─── DATASET EXTRACT

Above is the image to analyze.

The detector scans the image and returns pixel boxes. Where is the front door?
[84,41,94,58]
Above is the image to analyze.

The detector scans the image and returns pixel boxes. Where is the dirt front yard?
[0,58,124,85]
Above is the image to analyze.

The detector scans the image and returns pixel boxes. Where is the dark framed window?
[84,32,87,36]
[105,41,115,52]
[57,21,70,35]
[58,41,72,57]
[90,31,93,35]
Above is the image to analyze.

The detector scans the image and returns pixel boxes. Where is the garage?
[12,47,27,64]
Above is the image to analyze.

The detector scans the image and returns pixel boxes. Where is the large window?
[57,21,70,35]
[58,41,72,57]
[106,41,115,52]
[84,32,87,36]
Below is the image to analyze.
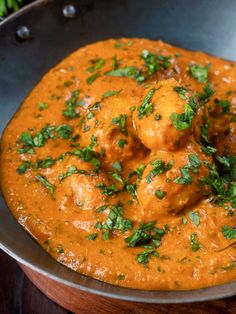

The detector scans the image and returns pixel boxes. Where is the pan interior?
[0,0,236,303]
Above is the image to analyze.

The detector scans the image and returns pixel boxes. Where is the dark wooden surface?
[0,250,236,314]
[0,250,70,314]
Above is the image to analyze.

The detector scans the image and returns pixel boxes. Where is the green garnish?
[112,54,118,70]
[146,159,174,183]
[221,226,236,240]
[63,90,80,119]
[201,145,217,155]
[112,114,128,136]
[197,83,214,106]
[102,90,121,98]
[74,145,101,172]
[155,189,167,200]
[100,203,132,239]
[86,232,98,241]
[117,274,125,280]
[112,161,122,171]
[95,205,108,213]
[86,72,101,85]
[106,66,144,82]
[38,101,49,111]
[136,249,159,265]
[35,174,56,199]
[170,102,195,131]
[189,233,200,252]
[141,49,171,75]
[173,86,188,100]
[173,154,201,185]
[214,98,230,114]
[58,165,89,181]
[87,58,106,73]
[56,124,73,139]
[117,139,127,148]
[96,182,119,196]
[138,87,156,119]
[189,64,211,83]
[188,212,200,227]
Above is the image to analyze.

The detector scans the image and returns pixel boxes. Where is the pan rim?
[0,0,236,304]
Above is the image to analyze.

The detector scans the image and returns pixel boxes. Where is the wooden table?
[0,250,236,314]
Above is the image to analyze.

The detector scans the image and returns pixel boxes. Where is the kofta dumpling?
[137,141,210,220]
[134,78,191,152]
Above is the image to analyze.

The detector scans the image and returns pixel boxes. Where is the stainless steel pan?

──────

**TASK REQUIREMENTS:** Reproduce the rows from the beginning through the line containing "[0,0,236,303]", replacing "pixel boxes" with "bounding boxes" and changing nothing else. Omit the pictures from your answer.

**EXERCISE SOLUTION:**
Above is the image to analyze.

The detector scans the image and returns bounding boxes. Where is the front door?
[84,41,94,58]
Above is the image to analyze.

The detector scans the image and returns bounding boxes. Where is the dirt front yard?
[0,58,124,85]
Above is the image to analyze.

The detector scans the image and returns bounding boxes. Where is the dark framed window?
[84,32,87,36]
[105,41,115,52]
[57,21,70,35]
[58,41,72,57]
[90,31,93,35]
Above is the image to analyze.

The detector scans the image and returns bounding boxes. Where is the garage?
[12,47,27,64]
Above is the image to analyze.

The detector scans the image and returns bounding boxes. Where is the large window?
[57,21,70,35]
[58,41,72,57]
[106,41,115,52]
[84,32,87,36]
Below is the image to analyze.

The detector scans the image and returns bounding boxes. Where is the pan interior?
[0,0,236,303]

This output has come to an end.